## Prompt A
Translate this sentence from the passage on UK hip hop's shift toward hardcore and jungle into Spanish: "The Criminal Minds were also in tune with the progressions taking place within the rave scene."
## Prompt B
Duplicate the part of the passage on UK hip hop's shift toward hardcore and jungle starting at "In 1991, ‘Don’t" and ending at "to Mikail Tafari.".

## Selected passage
• • • • • • •

In 1991, ‘Don’t Hold Back’ was picked up and given a new mix to herald the first release on Tribal Bass, a new label from Michael West, aka Rebel MC. West had started out with Double Trouble in the ‘80s, getting into the charts with the crossover rap track ‘Street Tuff’ before making a pointed turn towards his Jamaican roots and a more conscious style of hip hop with the Black Meaning Good album in 1991. With his fusion of radical lyrics, dub basslines, dancehall toasters, club music tropes and breakbeats, West laid one of the crucial cornerstones for the emerging hardcore and jungle sound before going on to adopt the junglist moniker Congo Natty, converting to Rastafarianism and changing his name to Mikail Tafari.

While shortlived, The Blapps Posse very much echoed this transition from hip hop to hardcore in their own ragged way, but Tribal Bass also had more literal links to the Britcore scene too. Demon Boyz had gone on to successfully record and release the landmark UK hip hop LP Recognition in 1989, with production credited to Brian B’s crew Twilight Firm, but shortly after the release Devastate parted ways with Demon D and Mike J. The MCs continued Demon Boyz for a second album produced by DJ Pogo and released on Tribal Bass. Original Guidance: The Second Chapter came out in 1992, and while it lacked the cohesion and focus of Recognition, it did feature some interesting moments of crossover with the emergent jungle scene. Rebel MC came on board to produce the track ‘Junglist’, which made no secret of its musical intentions while the genre was just barely taking shape. The ‘Armshouse Dubstramental Mix’ of the track is jungle through and through, but it’s also worth noting this new context for Mike J and Demon D found them drawing on their Jamaican roots in the vocal delivery more than ever as they essentially detailed the definition of “the jungle ragga sound”. The other single from the LP, ‘Dett’, was an equally potent crossover that found Rebel MC exercising his breakbeat visions in the context of the final Demon Boyz record.

The Criminal Minds were also in tune with the progressions taking place within the rave scene. Having released their first two hip hop records Guilty As Charged and Tales From The Wasteland in 1992, they turned their hand to hardcore productions – most significantly the huge ‘Baptized By Dub’ which was the first release on key hardcore-jungle label White House Records.

“Picci from World Beat Records in Wolverton suggested we try our hand at making something he and his mates could DJ,” says Spatts. “I was quite intrigued by the whole idea. It meant making tunes without the rest of the boys, so there was no MCs, but we still retained Halo doing all the scratching. We’d ended up with uptempo breakbeat with hip hop samples and scratches, because that’s the only way we could have done it. We were doing everything we would normally do when working on hip hop, but ditched the vocal, changed the tempo and that that was our style.”

• • • • • • •

## Record list
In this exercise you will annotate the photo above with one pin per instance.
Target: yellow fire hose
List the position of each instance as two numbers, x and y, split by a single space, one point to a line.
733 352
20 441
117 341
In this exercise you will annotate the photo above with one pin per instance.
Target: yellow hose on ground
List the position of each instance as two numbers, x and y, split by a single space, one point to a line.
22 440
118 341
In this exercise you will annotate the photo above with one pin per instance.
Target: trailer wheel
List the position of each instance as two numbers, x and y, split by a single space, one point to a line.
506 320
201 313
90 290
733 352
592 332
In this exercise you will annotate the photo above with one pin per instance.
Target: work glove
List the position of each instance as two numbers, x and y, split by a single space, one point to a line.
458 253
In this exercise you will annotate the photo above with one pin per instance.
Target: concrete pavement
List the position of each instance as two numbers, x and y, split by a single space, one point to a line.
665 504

• • • • • • •

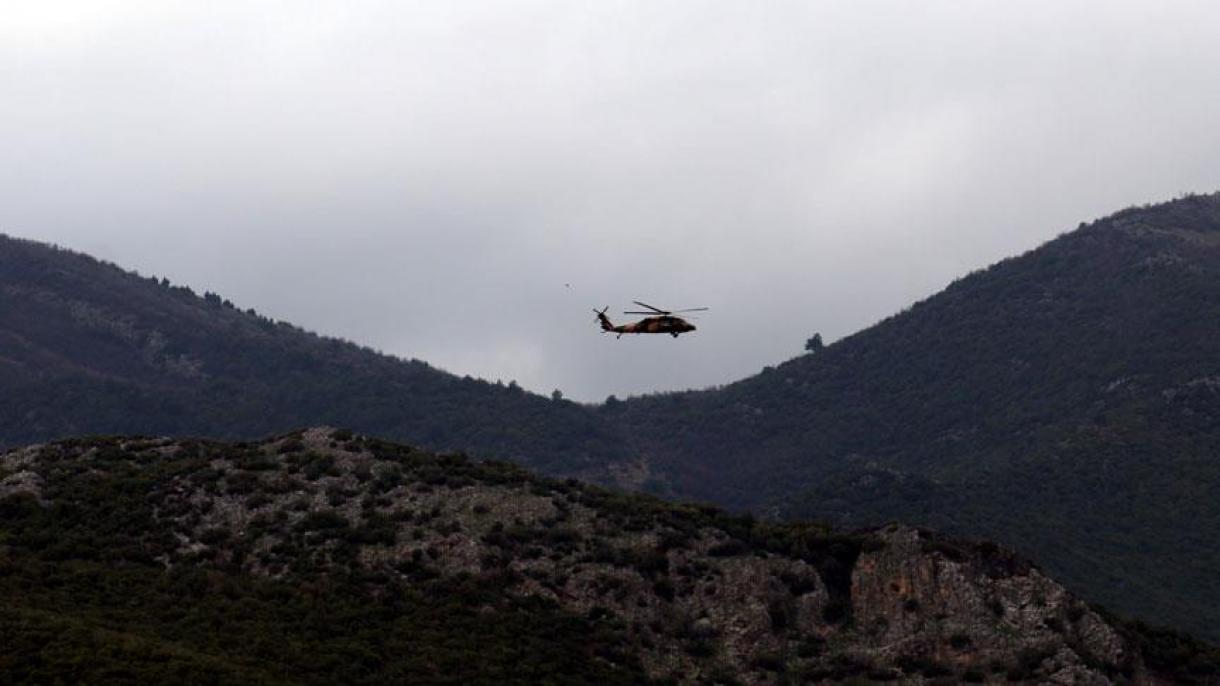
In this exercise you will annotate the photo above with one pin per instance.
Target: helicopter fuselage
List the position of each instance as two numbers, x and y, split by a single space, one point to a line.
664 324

• • • • • • •

## Written solution A
The Criminal Minds también estaban en sintonía con los avances que se producían en la escena rave.

## Written solution B
In 1991, ‘Don’t Hold Back’ was picked up and given a new mix to herald the first release on Tribal Bass, a new label from Michael West, aka Rebel MC. West had started out with Double Trouble in the ‘80s, getting into the charts with the crossover rap track ‘Street Tuff’ before making a pointed turn towards his Jamaican roots and a more conscious style of hip hop with the Black Meaning Good album in 1991. With his fusion of radical lyrics, dub basslines, dancehall toasters, club music tropes and breakbeats, West laid one of the crucial cornerstones for the emerging hardcore and jungle sound before going on to adopt the junglist moniker Congo Natty, converting to Rastafarianism and changing his name to Mikail Tafari.